→ **Exercise instructions**
Quote the records verbatim, from their first line through the line containing "2L291 0L283 84L316", both ends included.

● ● ●

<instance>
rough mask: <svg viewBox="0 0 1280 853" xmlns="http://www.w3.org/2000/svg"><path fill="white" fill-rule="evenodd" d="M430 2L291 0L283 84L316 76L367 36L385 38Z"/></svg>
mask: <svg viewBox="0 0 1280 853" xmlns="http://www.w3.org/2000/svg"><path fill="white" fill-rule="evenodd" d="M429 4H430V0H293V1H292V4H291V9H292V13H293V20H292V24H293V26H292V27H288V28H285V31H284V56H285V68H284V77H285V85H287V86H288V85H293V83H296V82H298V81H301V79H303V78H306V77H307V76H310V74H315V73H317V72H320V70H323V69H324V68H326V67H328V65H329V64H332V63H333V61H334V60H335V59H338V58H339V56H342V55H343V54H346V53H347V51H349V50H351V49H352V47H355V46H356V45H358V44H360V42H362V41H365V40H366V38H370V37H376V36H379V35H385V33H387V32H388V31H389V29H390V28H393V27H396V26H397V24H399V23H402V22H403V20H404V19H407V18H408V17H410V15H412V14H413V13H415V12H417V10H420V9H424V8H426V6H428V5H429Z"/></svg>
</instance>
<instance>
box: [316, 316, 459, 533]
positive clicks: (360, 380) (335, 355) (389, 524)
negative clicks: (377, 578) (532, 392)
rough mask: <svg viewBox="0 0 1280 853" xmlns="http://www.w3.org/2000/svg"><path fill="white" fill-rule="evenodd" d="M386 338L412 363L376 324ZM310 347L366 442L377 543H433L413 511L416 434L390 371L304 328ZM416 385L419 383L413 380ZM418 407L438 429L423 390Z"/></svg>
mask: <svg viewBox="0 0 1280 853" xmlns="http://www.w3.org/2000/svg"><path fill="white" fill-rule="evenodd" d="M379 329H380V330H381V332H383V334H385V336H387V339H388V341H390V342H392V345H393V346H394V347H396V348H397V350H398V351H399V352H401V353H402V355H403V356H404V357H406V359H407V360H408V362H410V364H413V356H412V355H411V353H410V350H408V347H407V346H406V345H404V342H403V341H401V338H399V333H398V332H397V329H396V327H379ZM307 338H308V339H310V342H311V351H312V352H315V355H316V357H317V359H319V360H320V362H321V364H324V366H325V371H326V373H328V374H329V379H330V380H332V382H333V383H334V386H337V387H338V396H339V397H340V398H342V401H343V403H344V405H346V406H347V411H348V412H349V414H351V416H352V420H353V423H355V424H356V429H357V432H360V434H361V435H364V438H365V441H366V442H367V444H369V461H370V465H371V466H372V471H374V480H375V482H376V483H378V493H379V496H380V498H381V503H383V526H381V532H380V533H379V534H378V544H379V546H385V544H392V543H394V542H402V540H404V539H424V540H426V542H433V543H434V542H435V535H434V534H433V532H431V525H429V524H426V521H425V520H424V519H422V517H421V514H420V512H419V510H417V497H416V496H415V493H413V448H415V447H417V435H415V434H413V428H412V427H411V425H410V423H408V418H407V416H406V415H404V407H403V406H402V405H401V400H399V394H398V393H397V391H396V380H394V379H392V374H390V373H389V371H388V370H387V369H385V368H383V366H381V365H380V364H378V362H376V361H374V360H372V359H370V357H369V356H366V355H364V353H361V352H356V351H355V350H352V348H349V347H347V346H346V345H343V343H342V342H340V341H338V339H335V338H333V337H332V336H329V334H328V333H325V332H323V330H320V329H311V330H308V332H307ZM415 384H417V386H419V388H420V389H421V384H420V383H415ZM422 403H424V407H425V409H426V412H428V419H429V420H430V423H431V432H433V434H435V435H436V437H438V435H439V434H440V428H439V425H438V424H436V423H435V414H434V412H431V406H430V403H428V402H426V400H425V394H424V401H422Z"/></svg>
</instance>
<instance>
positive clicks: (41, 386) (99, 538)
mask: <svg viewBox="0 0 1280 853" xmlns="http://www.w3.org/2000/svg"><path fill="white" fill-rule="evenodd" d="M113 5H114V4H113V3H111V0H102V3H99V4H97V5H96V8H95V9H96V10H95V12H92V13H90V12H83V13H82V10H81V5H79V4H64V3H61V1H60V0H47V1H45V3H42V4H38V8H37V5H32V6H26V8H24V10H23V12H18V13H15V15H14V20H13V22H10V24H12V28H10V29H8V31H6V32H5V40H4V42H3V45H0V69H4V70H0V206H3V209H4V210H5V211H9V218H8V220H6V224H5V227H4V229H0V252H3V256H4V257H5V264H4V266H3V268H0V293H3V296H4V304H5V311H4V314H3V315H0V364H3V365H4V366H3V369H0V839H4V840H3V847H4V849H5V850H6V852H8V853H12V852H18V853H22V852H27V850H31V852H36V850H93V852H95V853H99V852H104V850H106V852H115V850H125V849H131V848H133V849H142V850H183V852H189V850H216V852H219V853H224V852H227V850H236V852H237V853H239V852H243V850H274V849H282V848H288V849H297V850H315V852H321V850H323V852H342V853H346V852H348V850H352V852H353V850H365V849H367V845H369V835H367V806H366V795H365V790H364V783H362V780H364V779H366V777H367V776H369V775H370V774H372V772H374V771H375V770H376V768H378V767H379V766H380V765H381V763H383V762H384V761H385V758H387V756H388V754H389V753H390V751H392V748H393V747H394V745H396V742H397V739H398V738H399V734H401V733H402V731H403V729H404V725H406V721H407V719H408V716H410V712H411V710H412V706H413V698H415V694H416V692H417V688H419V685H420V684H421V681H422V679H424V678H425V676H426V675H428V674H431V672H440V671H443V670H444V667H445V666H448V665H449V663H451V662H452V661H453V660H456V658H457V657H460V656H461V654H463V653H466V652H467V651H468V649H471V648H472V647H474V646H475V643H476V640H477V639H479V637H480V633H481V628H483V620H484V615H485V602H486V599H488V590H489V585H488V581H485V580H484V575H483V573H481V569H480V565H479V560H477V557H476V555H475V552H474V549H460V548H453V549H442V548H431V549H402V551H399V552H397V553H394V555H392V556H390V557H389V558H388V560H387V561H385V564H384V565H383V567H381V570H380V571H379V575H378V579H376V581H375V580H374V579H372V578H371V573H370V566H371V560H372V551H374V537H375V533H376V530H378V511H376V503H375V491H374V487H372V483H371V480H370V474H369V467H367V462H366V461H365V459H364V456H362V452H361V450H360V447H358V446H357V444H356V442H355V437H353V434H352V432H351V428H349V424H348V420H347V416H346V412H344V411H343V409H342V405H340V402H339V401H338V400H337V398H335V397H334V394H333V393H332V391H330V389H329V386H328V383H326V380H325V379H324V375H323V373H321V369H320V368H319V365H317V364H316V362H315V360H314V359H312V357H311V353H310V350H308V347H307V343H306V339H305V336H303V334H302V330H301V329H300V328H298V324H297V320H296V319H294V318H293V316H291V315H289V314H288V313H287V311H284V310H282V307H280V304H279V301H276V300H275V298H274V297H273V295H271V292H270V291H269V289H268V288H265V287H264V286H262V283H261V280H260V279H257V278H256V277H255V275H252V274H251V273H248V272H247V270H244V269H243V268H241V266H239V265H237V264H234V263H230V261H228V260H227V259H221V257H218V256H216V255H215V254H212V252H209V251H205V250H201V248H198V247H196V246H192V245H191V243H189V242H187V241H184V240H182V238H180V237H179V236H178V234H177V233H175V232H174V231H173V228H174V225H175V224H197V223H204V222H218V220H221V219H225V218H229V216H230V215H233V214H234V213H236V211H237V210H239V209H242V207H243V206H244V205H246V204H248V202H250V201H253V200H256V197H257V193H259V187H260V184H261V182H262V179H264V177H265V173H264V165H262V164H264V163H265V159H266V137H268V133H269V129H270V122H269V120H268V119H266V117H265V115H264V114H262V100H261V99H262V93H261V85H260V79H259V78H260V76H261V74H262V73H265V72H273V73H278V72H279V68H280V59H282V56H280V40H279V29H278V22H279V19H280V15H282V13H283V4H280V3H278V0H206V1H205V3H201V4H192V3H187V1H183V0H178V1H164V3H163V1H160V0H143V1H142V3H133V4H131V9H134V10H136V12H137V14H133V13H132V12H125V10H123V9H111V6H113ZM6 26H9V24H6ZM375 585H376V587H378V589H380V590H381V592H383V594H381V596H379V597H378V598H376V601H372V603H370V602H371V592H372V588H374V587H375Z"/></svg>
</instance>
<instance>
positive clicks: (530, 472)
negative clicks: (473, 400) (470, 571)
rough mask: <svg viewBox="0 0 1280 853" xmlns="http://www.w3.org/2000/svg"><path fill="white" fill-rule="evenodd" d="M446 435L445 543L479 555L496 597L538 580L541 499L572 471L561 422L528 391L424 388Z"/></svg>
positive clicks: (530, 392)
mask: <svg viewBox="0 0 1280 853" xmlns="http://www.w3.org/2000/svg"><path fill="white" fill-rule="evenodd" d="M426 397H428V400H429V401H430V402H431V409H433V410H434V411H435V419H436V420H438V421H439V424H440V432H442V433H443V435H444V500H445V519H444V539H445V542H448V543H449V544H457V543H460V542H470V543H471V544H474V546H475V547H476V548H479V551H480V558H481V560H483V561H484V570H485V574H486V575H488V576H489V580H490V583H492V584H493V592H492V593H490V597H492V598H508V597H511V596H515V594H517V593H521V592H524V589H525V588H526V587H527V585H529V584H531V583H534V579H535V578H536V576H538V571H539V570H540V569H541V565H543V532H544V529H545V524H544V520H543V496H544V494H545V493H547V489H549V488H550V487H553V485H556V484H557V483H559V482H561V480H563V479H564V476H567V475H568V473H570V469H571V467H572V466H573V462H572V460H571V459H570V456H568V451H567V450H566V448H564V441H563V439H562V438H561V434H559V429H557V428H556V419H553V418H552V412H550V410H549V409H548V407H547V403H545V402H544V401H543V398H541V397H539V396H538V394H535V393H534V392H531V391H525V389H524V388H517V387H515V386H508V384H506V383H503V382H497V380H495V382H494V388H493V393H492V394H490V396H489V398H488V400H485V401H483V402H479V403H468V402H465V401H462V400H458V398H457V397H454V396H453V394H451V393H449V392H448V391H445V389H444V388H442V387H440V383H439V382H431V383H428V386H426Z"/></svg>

● ● ●

→ **Exercise result**
<instance>
rough mask: <svg viewBox="0 0 1280 853" xmlns="http://www.w3.org/2000/svg"><path fill="white" fill-rule="evenodd" d="M430 2L291 0L283 84L316 76L367 36L385 38Z"/></svg>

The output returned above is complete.